>>>>

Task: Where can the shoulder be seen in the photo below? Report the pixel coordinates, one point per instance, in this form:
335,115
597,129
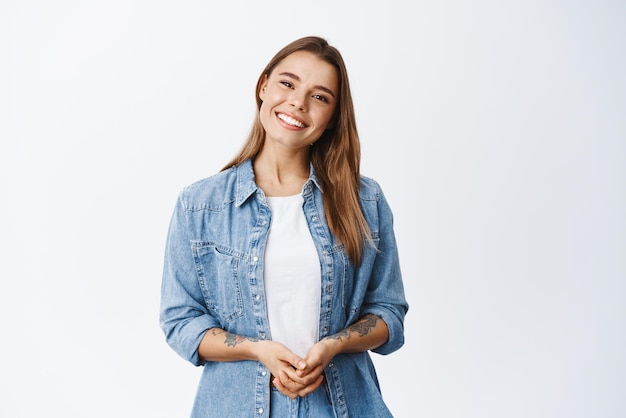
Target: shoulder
370,189
212,192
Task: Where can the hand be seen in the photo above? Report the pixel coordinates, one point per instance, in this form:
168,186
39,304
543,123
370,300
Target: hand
309,372
284,366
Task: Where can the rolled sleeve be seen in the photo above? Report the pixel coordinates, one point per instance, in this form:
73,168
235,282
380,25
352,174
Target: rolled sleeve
385,296
184,317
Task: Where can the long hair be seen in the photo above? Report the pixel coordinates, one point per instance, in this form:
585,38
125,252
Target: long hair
335,156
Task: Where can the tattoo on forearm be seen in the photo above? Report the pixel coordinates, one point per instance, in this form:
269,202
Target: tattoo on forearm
362,327
231,339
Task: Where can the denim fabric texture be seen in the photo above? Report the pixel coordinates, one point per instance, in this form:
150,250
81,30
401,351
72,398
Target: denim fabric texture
213,277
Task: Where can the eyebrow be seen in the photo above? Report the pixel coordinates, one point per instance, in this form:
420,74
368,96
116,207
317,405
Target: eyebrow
295,77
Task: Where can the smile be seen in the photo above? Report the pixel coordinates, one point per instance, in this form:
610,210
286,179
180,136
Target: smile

<<<<

# [PROBLEM STATEMENT]
Rewrite all the records above, replacing "pixel coordinates" with "point coordinates" wherever it appears and keeping everything else the same. Leave the pictures out.

# [RESULT OF THIS TASK]
Task: Where can the shoulder be seen in the photo below? Report the point coordinates, one point per instance, in this form:
335,115
597,129
Target: shoulder
370,189
212,192
Task: Where can the hand be seen in the photo above? Report the point coordinates, one point per instance, in this form:
168,186
39,304
543,123
370,300
Target: hand
309,372
284,366
Task: Where can the rolled sleeve be seen in the photo above? Report the point coordinates, one point per instance, in this form:
73,168
235,282
380,25
352,174
Target: rolled sleeve
385,296
184,317
Task: Where can the long hair be seen in the photo above? Report the point coordinates, one point per instance, in this form:
585,38
125,252
Target: long hair
335,156
Task: Where can the tattoo on forearm be seen in the photo above? Report the point coordinates, one point per instance, in this form:
269,202
Target: tattoo on forearm
362,327
231,339
Task: Where can the denim fabric texture be seen in the photo above? Report the point coordinates, one point per instance, in this form:
150,250
81,30
401,351
72,398
Target: denim fabric texture
213,277
Task: Where can the eyebrow be seen in the photo above? Report the point coordinates, one point per instance, in this form:
420,74
368,96
116,207
317,405
Target: eyebrow
295,77
Task: Where can the smile be seen in the photo above? Report the point coordinates, one point per instance, in this form:
610,210
286,179
180,136
Target: smile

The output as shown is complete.